◆ **TASK INPUT**

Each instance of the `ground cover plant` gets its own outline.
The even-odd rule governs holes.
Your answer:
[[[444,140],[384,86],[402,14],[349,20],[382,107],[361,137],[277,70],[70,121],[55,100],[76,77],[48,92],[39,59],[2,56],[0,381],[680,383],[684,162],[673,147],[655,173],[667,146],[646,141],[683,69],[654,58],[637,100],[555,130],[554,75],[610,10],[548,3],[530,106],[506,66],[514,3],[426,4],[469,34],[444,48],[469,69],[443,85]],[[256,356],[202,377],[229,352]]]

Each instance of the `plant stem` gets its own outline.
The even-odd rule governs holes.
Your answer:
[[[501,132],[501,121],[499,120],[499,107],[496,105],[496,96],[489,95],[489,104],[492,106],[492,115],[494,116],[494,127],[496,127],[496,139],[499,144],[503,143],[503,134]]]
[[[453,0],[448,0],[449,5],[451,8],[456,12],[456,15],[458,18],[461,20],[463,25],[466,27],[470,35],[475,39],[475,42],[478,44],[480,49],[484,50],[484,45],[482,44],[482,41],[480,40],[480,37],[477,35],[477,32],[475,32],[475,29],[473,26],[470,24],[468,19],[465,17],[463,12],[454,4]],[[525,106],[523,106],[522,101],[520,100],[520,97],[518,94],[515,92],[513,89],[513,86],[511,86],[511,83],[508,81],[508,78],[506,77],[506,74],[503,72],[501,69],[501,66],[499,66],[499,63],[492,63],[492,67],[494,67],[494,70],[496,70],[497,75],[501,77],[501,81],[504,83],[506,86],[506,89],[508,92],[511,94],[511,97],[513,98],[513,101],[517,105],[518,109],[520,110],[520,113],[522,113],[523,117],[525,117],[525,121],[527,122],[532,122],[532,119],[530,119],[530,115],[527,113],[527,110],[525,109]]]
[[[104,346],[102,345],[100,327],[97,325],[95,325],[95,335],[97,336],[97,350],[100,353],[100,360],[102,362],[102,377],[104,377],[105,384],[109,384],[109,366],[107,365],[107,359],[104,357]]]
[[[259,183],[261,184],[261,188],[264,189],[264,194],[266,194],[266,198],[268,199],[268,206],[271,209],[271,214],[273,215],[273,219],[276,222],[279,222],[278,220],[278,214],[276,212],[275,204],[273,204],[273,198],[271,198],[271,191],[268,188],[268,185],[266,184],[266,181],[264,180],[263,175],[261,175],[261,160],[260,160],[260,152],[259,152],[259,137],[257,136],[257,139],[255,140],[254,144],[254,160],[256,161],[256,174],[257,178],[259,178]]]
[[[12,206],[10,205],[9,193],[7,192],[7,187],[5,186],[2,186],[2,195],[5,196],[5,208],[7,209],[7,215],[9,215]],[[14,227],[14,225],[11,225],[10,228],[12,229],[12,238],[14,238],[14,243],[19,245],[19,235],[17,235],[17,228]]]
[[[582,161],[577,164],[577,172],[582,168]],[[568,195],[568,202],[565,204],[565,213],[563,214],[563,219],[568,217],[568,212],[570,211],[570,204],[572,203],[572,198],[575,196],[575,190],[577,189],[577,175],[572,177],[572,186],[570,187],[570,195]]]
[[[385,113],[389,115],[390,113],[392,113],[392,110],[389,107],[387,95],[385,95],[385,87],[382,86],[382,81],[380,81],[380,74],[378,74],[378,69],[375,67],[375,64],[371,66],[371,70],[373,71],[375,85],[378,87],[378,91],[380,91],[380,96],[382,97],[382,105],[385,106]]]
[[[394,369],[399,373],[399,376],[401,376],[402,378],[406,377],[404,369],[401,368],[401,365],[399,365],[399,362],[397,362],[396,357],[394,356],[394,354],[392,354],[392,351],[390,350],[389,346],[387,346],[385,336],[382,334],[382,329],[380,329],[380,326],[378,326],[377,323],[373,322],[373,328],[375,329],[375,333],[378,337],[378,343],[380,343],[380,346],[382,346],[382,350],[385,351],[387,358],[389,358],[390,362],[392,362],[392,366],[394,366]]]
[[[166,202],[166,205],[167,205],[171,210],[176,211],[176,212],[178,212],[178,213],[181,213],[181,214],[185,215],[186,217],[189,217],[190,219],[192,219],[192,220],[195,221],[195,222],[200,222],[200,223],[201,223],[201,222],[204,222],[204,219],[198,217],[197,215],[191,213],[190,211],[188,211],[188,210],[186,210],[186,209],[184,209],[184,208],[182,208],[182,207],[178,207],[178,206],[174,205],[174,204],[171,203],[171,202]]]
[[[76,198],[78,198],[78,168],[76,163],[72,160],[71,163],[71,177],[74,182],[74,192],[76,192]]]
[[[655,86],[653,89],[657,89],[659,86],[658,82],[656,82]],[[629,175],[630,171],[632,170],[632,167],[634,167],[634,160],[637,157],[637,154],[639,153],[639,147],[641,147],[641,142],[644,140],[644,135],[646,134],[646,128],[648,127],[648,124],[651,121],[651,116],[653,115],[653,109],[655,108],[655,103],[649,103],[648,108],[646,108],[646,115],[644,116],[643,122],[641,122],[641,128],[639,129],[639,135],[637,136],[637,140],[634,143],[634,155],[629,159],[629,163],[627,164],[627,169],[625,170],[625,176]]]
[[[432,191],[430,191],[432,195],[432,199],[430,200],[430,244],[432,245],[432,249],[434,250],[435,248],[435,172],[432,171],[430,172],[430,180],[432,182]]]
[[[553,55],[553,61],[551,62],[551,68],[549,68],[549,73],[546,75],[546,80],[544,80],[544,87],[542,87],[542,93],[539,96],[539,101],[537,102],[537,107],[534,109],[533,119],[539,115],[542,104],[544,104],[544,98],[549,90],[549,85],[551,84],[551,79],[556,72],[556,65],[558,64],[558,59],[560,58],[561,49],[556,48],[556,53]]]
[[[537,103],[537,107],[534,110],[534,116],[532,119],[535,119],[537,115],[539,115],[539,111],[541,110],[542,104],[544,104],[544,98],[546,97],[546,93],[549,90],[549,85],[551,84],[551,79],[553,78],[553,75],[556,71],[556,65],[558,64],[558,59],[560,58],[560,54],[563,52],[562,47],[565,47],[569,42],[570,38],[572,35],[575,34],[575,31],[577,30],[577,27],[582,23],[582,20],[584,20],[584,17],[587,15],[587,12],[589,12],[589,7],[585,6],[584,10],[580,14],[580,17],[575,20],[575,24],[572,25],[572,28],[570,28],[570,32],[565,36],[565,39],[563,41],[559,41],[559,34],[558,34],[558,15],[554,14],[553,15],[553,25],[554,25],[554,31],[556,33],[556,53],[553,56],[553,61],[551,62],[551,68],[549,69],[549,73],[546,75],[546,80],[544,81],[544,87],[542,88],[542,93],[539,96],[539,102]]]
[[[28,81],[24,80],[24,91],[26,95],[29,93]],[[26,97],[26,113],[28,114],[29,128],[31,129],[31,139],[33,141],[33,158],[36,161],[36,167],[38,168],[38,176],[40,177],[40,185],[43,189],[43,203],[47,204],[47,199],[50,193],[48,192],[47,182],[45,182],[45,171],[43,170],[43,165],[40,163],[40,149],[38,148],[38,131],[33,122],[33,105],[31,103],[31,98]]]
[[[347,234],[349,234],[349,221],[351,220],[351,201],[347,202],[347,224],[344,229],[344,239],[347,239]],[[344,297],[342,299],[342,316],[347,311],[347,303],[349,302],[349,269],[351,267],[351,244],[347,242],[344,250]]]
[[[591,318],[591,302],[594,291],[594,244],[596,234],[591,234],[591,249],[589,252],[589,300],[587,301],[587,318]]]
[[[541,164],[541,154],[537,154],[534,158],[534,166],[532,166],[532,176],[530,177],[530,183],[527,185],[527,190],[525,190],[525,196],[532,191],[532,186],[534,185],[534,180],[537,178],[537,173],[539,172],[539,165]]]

◆ **YOUR TASK**
State how many lines in the records above contain the string "plant". Reply with the number alone.

◆ **EXERCISE OUTPUT**
2